— start of Text segment —

Huss against them: When Faf’s hundred caused friendly fire

Huss against them: When Faf’s hundred caused friendly fire

For all the Newlands scandal stories and back and forth about reverse swing, one of the most telling tales captured in Faf du Plessis’ new book Through Fire captures the distasteful heart of a bygone international era.

It’s a period of time that the tale’s main protagonist, Mike Hussey, now admits he is happy to have seen the end of.

Man of the match: Faf du Plessis after his match-saving century in Adelaide in 2012.Credit:AP

A decade ago, Australia and South Africa were engaged in one of their many ding-dong battles, a series in which the hosts could rise to No.1 in the world rankings with a victory. Du Plessis made his debut in the pivotal second Test, in Adelaide, and helped Graeme Smith’s side scrounge a draw with a stupendous second innings century.

He recalled the nature of the sledging he had received from the Adelaide Oval members before he even got to the middle: “They knew who I was and that I was making my debut: ‘You’re shit, mate’, ‘Don’t f*** it up’, ‘You’re going to lose your f***ing wicket’, ‘There’s a walking duck if I ever saw one’, ‘You’re a wanker’. There were some really funny (unprintable) chirps too.”

— end of Text segment —
— start of Data —

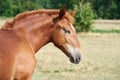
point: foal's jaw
(74, 54)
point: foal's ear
(62, 12)
(72, 13)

— end of Data —

Exercise 1 => List every person named in the cricket article.
Exercise 2 => Does the cricket article support each statement? (a) Du Plessis made his Test debut in the second Test of the series, in Adelaide. (b) South Africa won the Adelaide Test. (c) Mike Hussey says he misses that era of international cricket. Answer yes or no for each, and quote the words that decide it.

Exercise result 1 =>
Faf du Plessis
Mike Hussey
Graeme Smith

Exercise result 2 =>
(a) Yes: "Du Plessis made his debut in the pivotal second Test, in Adelaide"
(b) No: "helped Graeme Smith’s side scrounge a draw"
(c) No: "now admits he is happy to have seen the end of"